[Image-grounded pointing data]
----

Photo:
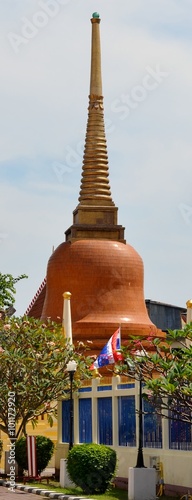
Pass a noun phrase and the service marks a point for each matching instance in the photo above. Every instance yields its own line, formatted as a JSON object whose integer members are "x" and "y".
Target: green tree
{"x": 166, "y": 369}
{"x": 33, "y": 376}
{"x": 44, "y": 451}
{"x": 7, "y": 289}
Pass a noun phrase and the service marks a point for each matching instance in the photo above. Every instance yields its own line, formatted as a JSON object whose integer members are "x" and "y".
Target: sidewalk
{"x": 22, "y": 492}
{"x": 15, "y": 495}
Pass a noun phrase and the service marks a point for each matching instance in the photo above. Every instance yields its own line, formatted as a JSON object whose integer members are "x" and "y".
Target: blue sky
{"x": 147, "y": 81}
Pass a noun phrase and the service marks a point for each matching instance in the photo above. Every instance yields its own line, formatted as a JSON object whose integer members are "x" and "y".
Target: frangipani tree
{"x": 33, "y": 359}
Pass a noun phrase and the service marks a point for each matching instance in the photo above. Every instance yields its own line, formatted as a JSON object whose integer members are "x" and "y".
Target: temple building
{"x": 104, "y": 275}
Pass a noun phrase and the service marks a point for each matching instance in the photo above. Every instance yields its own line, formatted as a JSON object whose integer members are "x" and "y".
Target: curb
{"x": 39, "y": 491}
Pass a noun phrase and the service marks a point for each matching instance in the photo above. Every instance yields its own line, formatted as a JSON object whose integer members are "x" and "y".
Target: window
{"x": 105, "y": 421}
{"x": 126, "y": 421}
{"x": 152, "y": 427}
{"x": 180, "y": 434}
{"x": 85, "y": 421}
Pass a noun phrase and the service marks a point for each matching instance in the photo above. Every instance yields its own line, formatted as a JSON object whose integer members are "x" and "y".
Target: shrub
{"x": 92, "y": 467}
{"x": 44, "y": 449}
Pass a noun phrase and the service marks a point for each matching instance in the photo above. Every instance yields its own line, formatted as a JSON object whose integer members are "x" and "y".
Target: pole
{"x": 140, "y": 461}
{"x": 71, "y": 373}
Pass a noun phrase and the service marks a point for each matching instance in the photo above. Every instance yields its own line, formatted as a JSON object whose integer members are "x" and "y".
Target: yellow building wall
{"x": 42, "y": 429}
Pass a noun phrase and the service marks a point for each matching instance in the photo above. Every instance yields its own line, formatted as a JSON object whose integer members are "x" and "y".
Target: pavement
{"x": 21, "y": 492}
{"x": 5, "y": 494}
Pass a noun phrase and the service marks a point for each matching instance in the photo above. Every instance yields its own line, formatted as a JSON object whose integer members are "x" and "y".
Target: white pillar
{"x": 142, "y": 483}
{"x": 67, "y": 317}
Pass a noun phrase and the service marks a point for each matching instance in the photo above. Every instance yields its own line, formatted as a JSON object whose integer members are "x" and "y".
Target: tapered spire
{"x": 95, "y": 172}
{"x": 96, "y": 215}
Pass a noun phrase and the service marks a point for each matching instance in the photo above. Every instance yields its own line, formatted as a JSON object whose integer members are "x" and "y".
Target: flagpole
{"x": 66, "y": 323}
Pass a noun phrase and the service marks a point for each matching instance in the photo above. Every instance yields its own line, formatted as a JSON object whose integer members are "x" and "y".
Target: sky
{"x": 44, "y": 87}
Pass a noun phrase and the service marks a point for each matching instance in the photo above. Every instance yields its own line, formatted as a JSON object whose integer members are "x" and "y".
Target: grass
{"x": 112, "y": 494}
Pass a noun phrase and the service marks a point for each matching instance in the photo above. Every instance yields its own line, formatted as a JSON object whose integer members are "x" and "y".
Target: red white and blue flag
{"x": 110, "y": 353}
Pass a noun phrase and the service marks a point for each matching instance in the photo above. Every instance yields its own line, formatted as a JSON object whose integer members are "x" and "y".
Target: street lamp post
{"x": 138, "y": 372}
{"x": 71, "y": 369}
{"x": 140, "y": 461}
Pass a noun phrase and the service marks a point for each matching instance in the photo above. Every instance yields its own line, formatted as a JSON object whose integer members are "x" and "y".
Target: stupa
{"x": 103, "y": 273}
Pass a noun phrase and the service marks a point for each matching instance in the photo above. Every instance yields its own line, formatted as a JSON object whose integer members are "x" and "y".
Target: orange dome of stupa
{"x": 105, "y": 279}
{"x": 102, "y": 272}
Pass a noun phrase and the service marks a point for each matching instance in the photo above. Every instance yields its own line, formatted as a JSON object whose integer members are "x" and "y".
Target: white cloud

----

**What is required**. The records are to be returned verbatim. Skip any picture they contain.

**Written reply**.
Photo:
Pass a noun phrase and the service marks a point for each matching instance in the photo above. Every instance yields its own line, formatted as a JSON object whose integer members are "x" and "y".
Target: green tree
{"x": 166, "y": 369}
{"x": 33, "y": 376}
{"x": 44, "y": 451}
{"x": 7, "y": 289}
Pass a noun phrase and the service marks a point for each matching instance in the photo above. Every instance yields its own line, formatted as a JSON object whose integer members are "x" and "y".
Target: sidewalk
{"x": 22, "y": 492}
{"x": 15, "y": 495}
Pass a noun phrase and the service marks a point for each matching instance in the photo above. Every instance yields its own line, formatted as a JSON object whose integer members are "x" and "y".
Target: blue sky
{"x": 147, "y": 81}
Pass a noun phrase and the service marks a point for each matching instance in the photo above. Every instance yields its own line, formatted as a JSON object whose integer members are "x" and "y".
Target: frangipani tree
{"x": 33, "y": 359}
Pass a noun phrase and the service marks a point for each matching instance in the photo above. Every instance yields its own line, formatted as a JSON object whose integer members are "x" and "y".
Target: temple building
{"x": 104, "y": 275}
Pass a noun phrase and the service marks a point for each matching instance in the photo above. Every instance yields its own line, formatted as a JSON object whose integer members are "x" and "y".
Target: curb
{"x": 39, "y": 491}
Pass a noun phrase and the service marks a point for each matching instance in the photo above. Every instance yields its own line, formatted as a JSON object whose integer members are "x" and "y".
Target: window
{"x": 105, "y": 421}
{"x": 126, "y": 421}
{"x": 152, "y": 427}
{"x": 180, "y": 434}
{"x": 85, "y": 421}
Pass a noun phrase and the service marks a point for each matching instance in the photo above. Every instance yields its own line, formatted as a JSON object whose integer members are "x" and "y".
Target: shrub
{"x": 92, "y": 467}
{"x": 44, "y": 449}
Pass a noun phrase and the service marks a point for each matching instance in the photo above. Every instance yields its own line, formatted as a JSON object whose integer members are "x" and "y".
Target: pole
{"x": 140, "y": 461}
{"x": 71, "y": 373}
Pass a noun phrase and the service marks a point for each matching instance in the photo above. Every instance yields its own line, formatted as a JSON object whose integer members are "x" and "y".
Target: yellow building wall
{"x": 42, "y": 429}
Pass a noun phrase and the service marks a point for each matching instance in the photo above. Every instance yields its own line, formatted as a JSON object whose integer members are "x" and "y".
Target: pavement
{"x": 21, "y": 492}
{"x": 5, "y": 494}
Pass a noun phrase and the service marks a point for each matching instance in the photo above. Every instance yields its own line, formatted as a JSON object whose integer members are "x" and "y".
Target: white pillar
{"x": 142, "y": 483}
{"x": 67, "y": 317}
Pass a noun phrase and the service marks a point for each matching instance in the photo above. Every instance yields its own line, formatted as a JSON object whose integer members are "x" and "y".
Target: tapered spire
{"x": 95, "y": 172}
{"x": 96, "y": 215}
Pass a noun phrase and the service marks a point for each matching instance in the photo above. Every instance yields its own line, formatted as a JSON object whose integer members are "x" and "y".
Target: flagpole
{"x": 66, "y": 323}
Pass a noun phrase and the service marks a point for each matching instance in the photo above. Every instance yields its own line, formatted as a JSON object whose integer members are "x" and "y".
Target: sky
{"x": 44, "y": 87}
Pass a noun phrase and the service marks a point for each matching instance in the photo above. Every instance yields its own line, formatted as a JSON object whose integer members are "x" and "y".
Target: grass
{"x": 112, "y": 494}
Pass a noun phrase and the service marks a point for each matching instance in the photo above. Every instance yields its own line, formatted as a JSON object whose integer members are "x" and "y".
Target: red white and blue flag
{"x": 110, "y": 353}
Pass a noun phrase and the service marks a point for each matching instance in the photo above. Every instance yields its own line, formatted as a JSON object whose integer members are "x" and "y".
Target: street lamp post
{"x": 138, "y": 372}
{"x": 71, "y": 369}
{"x": 140, "y": 461}
Pass a noun phrase and the service marks a point for each matching instance in the photo above. Every instance yields its own line, formatted as a JSON object whose integer members are "x" and "y".
Target: stupa
{"x": 103, "y": 273}
Pass a noun phrase and the service marks a point for each matching instance in the photo above. Every instance yields its own line, formatted as a JSON object whose integer members are "x" and "y".
Target: orange dome of stupa
{"x": 105, "y": 279}
{"x": 102, "y": 272}
Pass a noun phrase and the service marks a point for each matching instance in the photo above. Every instance yields its own line, formatted as a JSON object whose integer members are "x" and "y".
Target: white cloud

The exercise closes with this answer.